── Information shown ──

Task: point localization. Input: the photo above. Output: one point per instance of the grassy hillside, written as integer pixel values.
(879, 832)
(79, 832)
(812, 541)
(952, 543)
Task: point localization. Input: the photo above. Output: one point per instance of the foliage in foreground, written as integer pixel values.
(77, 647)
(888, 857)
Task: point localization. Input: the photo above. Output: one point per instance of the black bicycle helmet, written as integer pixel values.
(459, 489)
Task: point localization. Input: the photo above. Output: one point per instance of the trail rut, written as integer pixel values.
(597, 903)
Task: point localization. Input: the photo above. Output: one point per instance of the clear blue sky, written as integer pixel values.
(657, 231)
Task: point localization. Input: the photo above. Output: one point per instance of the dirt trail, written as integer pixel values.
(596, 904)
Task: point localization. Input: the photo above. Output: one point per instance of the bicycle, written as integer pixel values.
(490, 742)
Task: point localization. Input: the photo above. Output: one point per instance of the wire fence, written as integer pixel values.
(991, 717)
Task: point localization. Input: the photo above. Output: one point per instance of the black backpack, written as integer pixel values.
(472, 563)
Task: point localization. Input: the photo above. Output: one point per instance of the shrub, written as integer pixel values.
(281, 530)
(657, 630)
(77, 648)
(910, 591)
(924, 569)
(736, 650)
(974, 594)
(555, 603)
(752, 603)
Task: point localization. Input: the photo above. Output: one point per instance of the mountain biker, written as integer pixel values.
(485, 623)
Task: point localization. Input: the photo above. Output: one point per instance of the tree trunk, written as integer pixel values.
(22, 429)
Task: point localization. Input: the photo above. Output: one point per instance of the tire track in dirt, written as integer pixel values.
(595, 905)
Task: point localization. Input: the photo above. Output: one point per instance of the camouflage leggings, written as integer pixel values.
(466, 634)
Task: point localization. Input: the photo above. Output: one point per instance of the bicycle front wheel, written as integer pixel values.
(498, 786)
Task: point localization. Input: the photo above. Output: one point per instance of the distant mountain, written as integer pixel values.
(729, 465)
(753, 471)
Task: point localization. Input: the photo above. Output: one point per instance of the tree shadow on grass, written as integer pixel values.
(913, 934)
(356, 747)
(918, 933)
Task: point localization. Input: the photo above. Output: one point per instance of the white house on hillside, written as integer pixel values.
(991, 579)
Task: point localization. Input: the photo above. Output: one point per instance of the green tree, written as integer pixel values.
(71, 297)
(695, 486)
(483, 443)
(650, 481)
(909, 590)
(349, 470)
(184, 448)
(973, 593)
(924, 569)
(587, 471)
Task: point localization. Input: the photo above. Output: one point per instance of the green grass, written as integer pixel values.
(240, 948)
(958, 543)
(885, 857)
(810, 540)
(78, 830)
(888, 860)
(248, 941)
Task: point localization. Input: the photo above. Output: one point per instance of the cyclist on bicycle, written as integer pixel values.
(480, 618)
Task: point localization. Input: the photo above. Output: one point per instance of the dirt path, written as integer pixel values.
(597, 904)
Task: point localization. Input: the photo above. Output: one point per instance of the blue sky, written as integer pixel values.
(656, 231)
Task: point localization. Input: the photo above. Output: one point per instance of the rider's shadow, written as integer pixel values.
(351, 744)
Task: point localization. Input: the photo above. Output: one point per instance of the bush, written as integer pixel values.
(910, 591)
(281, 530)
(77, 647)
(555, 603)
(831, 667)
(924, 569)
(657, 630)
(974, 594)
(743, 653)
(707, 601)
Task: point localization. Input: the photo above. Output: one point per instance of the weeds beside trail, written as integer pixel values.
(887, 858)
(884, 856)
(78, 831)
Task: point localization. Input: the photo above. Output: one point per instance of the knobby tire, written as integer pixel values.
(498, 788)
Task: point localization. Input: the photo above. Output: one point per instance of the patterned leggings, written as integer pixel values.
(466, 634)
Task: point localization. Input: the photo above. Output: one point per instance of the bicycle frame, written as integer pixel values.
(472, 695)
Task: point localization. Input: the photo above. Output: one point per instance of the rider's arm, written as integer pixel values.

───

Starting at the line that holds "tire, written as integer pixel values.", set down each line exactly through the last line of the records above, and no others.

- Reply:
Task: point localization. Input: the photo above. Output: one point per instance of the knobby tire, written as integer pixel values.
(498, 788)
Task: point localization. Input: the photo above. Output: one point per instance of the patterned leggings, written as integer pixel values.
(466, 634)
Task: point localization. Input: the photo above. Output: one point per instance of the bicycle frame, written as integer pixel values.
(472, 695)
Task: point localization. Input: the photo above. Output: one point per instance of the rider's arm, written as integer pixel values.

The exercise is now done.